# YOUR TASK
Retype every record below exactly as it is written.
+++ RECORD EXCERPTS
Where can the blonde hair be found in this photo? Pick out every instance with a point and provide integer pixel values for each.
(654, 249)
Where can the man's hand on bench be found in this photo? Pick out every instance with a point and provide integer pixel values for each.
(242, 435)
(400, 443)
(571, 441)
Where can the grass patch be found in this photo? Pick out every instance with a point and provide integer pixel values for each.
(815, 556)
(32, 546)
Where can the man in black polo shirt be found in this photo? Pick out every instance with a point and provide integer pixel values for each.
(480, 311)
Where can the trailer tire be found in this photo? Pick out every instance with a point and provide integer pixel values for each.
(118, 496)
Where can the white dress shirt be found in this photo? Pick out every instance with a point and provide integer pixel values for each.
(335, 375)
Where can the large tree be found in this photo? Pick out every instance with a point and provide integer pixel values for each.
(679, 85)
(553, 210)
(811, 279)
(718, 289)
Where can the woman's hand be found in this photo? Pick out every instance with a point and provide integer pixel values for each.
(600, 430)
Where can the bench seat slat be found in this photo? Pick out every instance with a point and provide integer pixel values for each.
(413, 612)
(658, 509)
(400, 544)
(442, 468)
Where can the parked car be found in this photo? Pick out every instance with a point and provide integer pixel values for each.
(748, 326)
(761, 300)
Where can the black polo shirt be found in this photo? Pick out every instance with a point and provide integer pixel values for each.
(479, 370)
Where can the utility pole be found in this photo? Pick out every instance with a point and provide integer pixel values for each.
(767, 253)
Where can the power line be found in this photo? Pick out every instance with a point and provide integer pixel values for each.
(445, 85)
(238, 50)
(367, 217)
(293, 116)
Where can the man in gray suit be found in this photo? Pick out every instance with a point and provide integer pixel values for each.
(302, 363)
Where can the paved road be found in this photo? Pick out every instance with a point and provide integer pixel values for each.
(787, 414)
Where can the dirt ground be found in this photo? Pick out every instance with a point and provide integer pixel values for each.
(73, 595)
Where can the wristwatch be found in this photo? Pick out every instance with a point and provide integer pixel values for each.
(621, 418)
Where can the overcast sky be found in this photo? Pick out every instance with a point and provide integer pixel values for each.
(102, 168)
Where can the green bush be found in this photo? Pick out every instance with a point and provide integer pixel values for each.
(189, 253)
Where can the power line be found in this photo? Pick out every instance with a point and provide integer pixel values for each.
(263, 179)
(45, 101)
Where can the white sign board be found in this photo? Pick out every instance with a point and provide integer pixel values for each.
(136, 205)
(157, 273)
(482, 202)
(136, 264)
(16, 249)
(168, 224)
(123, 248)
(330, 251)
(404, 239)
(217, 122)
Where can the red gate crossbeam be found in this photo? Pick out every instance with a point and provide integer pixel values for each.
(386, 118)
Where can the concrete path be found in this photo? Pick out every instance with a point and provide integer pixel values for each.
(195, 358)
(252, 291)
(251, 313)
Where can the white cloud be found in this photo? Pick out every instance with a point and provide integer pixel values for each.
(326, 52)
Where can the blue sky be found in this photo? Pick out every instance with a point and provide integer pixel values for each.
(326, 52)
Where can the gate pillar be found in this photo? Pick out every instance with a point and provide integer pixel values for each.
++++++
# ANSWER SECTION
Where can the blonde hair be found in this photo? Pick out every instance with a point and provide integer pixel values for each.
(654, 249)
Where can the man's hand on bench be found in this photo? Pick out every instance with a point and provide integer pixel values for each.
(242, 435)
(400, 443)
(571, 441)
Where can the grass patch be found in this photo? Pick out every instance with a point and provide integer pixel values for each.
(815, 556)
(32, 546)
Where can the man in black polo shirt be found in this photo? Pick out every instance with a point and provide integer pixel values for each.
(480, 311)
Where can the trailer tire be found in this photo? Pick out every instance with a point and provide integer pixel values for each.
(118, 496)
Where can the white dress shirt be found in this photo? Pick out every instance with a point and provide integer pixel values for each.
(335, 375)
Where can the large tree be found in this photo? Pick out every instance with a point and provide integer pixel values for each.
(679, 85)
(553, 210)
(811, 279)
(718, 289)
Where can the woman's hand be found in this photo? Pick out every instance with a point and provide integer pixel values for each.
(600, 430)
Where can the bench seat slat be found in this photo? Pick out every instance with a point and provide integer pixel values for each.
(413, 612)
(658, 509)
(400, 544)
(442, 468)
Where can the parked car be found in this photo? Pick out every instance with a point and provide integer pixel values for each.
(748, 326)
(761, 300)
Where can the black polo shirt be found in this photo? Pick out every instance with a point and provide integer pixel values for each.
(479, 370)
Where can the utility pole be found in this photo? Pick out every instance with a point and provide integer pixel values for each.
(767, 253)
Where can the power line be found in this photo? Pick out every instance with a point and provide integer pixel values for each.
(445, 85)
(238, 50)
(367, 217)
(293, 116)
Where can the man in gray suit be found in this photo? Pick out every instance with a point and provide integer pixel values for each.
(302, 363)
Where can the paved road be found in this photo? Pick out every instance with a point and provide integer pixel values for each.
(787, 414)
Where can the dirt ground be found in this photo? Pick out every instance with a point and provide integer pixel values for each.
(73, 595)
Where can the wristwatch be found in this photo? Pick out every instance with a point and provide integer pixel values for each.
(621, 418)
Where can the overcast sky be found in this photo? Pick out every instance with a point and provide integer pixel values for each.
(102, 168)
Where can the green bush be found in this photo? Pick out every instance with a point and provide integer pixel values for each.
(189, 253)
Where can the power line be found in this photo? Pick out every instance with a point and provide integer pixel values for each.
(263, 179)
(45, 101)
Where can the white sign board be found in this photo? Pick out every instance with a point and provide integer pixel values for each.
(136, 205)
(157, 273)
(482, 202)
(136, 264)
(16, 249)
(168, 224)
(123, 248)
(330, 251)
(404, 239)
(217, 122)
Where can the red gate crossbeam be found in this photo? Pick out every instance with a point and provide integer pixel values for each.
(386, 118)
Where can the concrete path be found in this photo? Pick out every instance with a point and provide integer pixel values for each.
(195, 358)
(252, 291)
(251, 313)
Where can the white cloud be found in this photo? Pick out every instance with a point and provide integer pixel values for each.
(326, 52)
Where can the blue sky be found in this photo? Pick out every instance with a point and provide integer pixel values for each.
(326, 52)
Where can the gate pillar be found in this photo? Pick out every instance with a point and provide integer pixel values for each.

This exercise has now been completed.